**** Supplied material ****

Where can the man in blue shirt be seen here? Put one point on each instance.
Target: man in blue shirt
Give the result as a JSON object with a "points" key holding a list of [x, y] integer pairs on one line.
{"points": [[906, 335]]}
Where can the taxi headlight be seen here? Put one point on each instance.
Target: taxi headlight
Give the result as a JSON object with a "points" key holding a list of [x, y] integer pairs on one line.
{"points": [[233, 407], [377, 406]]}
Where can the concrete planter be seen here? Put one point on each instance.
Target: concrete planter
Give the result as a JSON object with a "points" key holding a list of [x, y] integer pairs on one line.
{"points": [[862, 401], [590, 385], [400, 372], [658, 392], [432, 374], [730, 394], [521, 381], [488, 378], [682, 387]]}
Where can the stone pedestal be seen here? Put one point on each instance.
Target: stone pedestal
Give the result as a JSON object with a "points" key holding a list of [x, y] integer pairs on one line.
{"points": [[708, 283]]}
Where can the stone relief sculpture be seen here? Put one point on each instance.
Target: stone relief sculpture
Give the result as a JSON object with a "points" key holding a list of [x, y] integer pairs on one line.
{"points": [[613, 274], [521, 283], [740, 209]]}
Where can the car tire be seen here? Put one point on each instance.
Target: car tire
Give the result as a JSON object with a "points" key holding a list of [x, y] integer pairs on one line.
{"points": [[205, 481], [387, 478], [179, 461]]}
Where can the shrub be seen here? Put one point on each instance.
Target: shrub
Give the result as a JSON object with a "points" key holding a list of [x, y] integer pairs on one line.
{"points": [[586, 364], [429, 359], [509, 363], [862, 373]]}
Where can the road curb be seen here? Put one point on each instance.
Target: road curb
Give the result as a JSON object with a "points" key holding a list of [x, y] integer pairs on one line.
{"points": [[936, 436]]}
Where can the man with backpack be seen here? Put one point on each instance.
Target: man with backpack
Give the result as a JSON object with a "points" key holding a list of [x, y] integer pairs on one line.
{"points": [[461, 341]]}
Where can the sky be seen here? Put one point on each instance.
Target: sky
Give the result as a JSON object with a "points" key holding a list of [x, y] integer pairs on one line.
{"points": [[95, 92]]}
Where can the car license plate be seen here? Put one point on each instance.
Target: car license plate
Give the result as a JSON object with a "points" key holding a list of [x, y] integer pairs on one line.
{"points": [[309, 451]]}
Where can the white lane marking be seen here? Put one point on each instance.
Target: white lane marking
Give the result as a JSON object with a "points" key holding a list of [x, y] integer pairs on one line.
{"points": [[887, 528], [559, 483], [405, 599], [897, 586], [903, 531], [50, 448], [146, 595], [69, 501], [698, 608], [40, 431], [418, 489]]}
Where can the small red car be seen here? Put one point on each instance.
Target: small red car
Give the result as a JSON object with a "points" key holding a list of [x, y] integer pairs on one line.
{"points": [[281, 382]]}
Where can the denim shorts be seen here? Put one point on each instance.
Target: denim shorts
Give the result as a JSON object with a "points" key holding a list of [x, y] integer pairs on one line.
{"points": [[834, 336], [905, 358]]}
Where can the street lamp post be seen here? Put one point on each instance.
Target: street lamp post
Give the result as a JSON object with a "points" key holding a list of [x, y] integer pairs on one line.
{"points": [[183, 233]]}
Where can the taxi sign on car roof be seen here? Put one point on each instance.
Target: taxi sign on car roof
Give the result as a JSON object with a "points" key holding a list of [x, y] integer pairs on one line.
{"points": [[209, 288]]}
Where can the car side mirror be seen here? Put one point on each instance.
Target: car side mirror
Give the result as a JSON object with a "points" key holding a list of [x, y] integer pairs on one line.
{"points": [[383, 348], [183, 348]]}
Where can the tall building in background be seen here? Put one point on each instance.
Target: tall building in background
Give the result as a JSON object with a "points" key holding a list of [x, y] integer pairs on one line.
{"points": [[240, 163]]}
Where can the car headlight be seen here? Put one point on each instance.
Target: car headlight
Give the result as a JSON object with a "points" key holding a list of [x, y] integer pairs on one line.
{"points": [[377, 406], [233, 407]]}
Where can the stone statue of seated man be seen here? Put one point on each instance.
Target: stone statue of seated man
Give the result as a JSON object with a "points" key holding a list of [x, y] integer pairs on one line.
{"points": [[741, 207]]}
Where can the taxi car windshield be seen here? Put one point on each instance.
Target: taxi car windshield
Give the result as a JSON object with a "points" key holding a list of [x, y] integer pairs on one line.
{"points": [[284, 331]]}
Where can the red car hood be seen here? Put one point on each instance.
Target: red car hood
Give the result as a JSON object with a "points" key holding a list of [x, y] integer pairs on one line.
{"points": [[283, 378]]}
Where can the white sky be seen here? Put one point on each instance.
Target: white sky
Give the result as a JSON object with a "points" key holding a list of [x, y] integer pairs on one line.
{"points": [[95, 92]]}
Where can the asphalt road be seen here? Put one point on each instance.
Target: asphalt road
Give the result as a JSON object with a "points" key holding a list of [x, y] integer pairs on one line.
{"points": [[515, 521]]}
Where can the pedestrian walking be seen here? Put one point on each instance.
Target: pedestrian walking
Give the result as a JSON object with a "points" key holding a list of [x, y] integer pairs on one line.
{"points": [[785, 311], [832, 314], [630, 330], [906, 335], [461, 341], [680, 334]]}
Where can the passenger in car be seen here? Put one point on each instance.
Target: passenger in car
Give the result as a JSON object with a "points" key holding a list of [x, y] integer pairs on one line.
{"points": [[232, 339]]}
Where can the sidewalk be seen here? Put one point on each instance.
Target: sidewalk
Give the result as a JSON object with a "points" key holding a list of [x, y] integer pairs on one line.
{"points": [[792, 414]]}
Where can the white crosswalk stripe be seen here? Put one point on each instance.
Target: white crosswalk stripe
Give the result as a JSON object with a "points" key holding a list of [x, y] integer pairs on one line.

****

■ **Task item**:
All the records above need to be set down again exactly as they were given.

■ **Response to the task**:
Where can the man in blue shirt be seen here? Put one point on each instance.
Target: man in blue shirt
Give the result as a JSON object with a "points" key holding a list of [x, y] integer pairs on one line.
{"points": [[906, 335]]}
Where can the taxi headlight be seen here? Put one point on each instance.
Target: taxi headlight
Give the result as a JSON object with a "points" key holding a list of [x, y] integer pairs on one line.
{"points": [[233, 407], [377, 406]]}
Where can the concrete planter be seen here? Put one point on each instance.
Target: concrete planter
Give the result as a JSON object with a "points" key holding a list of [x, y] integer pairs on one line.
{"points": [[862, 401], [590, 385], [400, 372], [658, 392], [432, 374], [730, 394], [521, 381], [488, 378], [682, 387]]}
Where can the stone pedestal be seen here? Put one point on each instance.
Target: stone pedestal
Give the result as a JSON object with a "points" key holding a list of [x, y] integer pairs on one line.
{"points": [[708, 283]]}
Where can the stone relief sculpture be seen here? Put one point on each instance.
Target: stone relief sculpture
Give the result as a JSON object with a "points" key holding a list of [x, y] integer pairs on one line.
{"points": [[613, 274], [521, 283], [740, 209]]}
Where can the car tire be seen here? Put one point on each instance.
Target: car tire
Give the result as a JSON object with a "points" key holding a list of [x, y] integer pairs on one line.
{"points": [[205, 481], [387, 478], [179, 461]]}
Where can the shrub be seen here? Put one point on each instance.
Target: shrub
Give the result as a JSON object with a "points" key holding a list of [x, y] integer pairs on one line.
{"points": [[586, 364], [429, 359], [509, 363], [862, 373]]}
Where can the road curb be seen here? Put one point on each instance.
Target: road curb
Give the result as a JSON object with a "points" key holding a list of [x, y] integer pairs on one line.
{"points": [[936, 436]]}
Where can the man with backpack be seen here? Put one point on each instance.
Target: man with backpack
Give the result as a JSON object with a "points" key holding a list of [x, y] integer pairs on one line.
{"points": [[461, 341]]}
Where can the sky be seen here? Put one point on each instance.
Target: sky
Give the result as a JSON object with a "points" key holding a list of [x, y] integer pairs on one line.
{"points": [[95, 92]]}
Where can the car license plate be seen here? Put one point on each instance.
Target: car license plate
Give the result as a JSON object with a "points" key holding a list of [x, y] integer pairs on one line.
{"points": [[309, 451]]}
Where can the white lane marking be seen here? Put one point on each instance.
Target: white lane marking
Give the result as a JSON object with a "points" key holding a list of [x, y] integer pairs on one line.
{"points": [[887, 528], [559, 483], [405, 599], [897, 586], [903, 531], [50, 448], [146, 595], [69, 501], [698, 608], [40, 431], [418, 489]]}
Where can the small red car be seen here? Put one point on each instance.
Target: small red car
Give the result as a JSON object with a "points" key holding a list of [x, y] integer pairs on one line.
{"points": [[281, 382]]}
Where can the denim shorts be seen here? Put one point on each instance.
Target: denim shorts
Give the result as a JSON object with a "points" key holding a list of [x, y] integer pairs on one line.
{"points": [[834, 336], [905, 358]]}
Where can the street lamp post be seen here? Put one point on each instance.
Target: street lamp post
Give the result as a JSON object with a "points" key holding a list of [x, y] integer pairs on one line.
{"points": [[183, 233]]}
Where can the taxi sign on car roof be seen here? Put one point on each instance.
Target: taxi sign on car roof
Give the result as a JSON object with a "points" key holding a list of [x, y] integer pairs on one line.
{"points": [[209, 288]]}
Where can the car side mirror be seen here? Put one point on each instance.
Target: car side mirror
Give the result as a JSON object with a "points" key holding a list of [x, y] integer pairs on one line.
{"points": [[383, 348], [183, 348]]}
Where can the tall building in background be seen here? Put one point on each instance.
Target: tall building in background
Give the result as a JSON object with a "points" key holding a list of [x, y] integer pairs on one line.
{"points": [[240, 163]]}
Where can the car headlight be seen here? Put one point on each instance.
Target: car headlight
Give the result as a JSON object with a "points" key holding a list of [x, y] integer pairs on one line.
{"points": [[377, 406], [233, 407]]}
Where can the stone statue of seated man be seen here? Put one point on each instance.
Target: stone statue of seated man
Give the result as a JSON object with a "points" key holding a list of [x, y] integer pairs on one line.
{"points": [[741, 207]]}
Where can the taxi car windshield be seen here? Put one point on each instance.
Target: taxi car windshield
Give the result as a JSON object with a "points" key holding a list of [x, y] integer pairs on one line.
{"points": [[284, 331]]}
Where can the red car hood be seen here? Put one point on each instance.
Target: red car hood
Give the result as a JSON object with a "points" key holding a list of [x, y] integer pairs on one line.
{"points": [[283, 378]]}
Where can the white sky be seen here? Put one point on each instance.
Target: white sky
Give the result as a JSON object with a "points" key holding a list of [x, y] integer pairs on one line.
{"points": [[95, 92]]}
Where can the asphalt road be seen here? Put one point on each instance.
Target: asphalt road
Give the result as a JSON object with a "points" key holding a list of [x, y] integer pairs on one line.
{"points": [[515, 521]]}
Where can the pedestrian walking be seen here? Put one point on each instance.
Target: pedestrian walking
Give the result as a JSON object with a "points" key holding a list of [x, y] integer pairs on one line.
{"points": [[785, 311], [832, 314], [630, 330], [906, 335], [461, 341], [680, 334]]}
Where can the passenger in car be seen here? Put one point on each instance.
Target: passenger in car
Give the result as a JSON object with a "points" key holding a list of [x, y] integer pairs on one line.
{"points": [[232, 339]]}
Where can the sidewalk be seen here? Put one point on each instance.
Target: sidewalk
Give the result as a JSON object with a "points" key holding a list of [x, y] integer pairs on one line.
{"points": [[792, 414]]}
Where can the white crosswalk stripe be seen here? Put one point on each instance.
Target: white crosswalk stripe
Give the result as a JSON object with a "points" key holding a list of [x, y] integer pairs on one line.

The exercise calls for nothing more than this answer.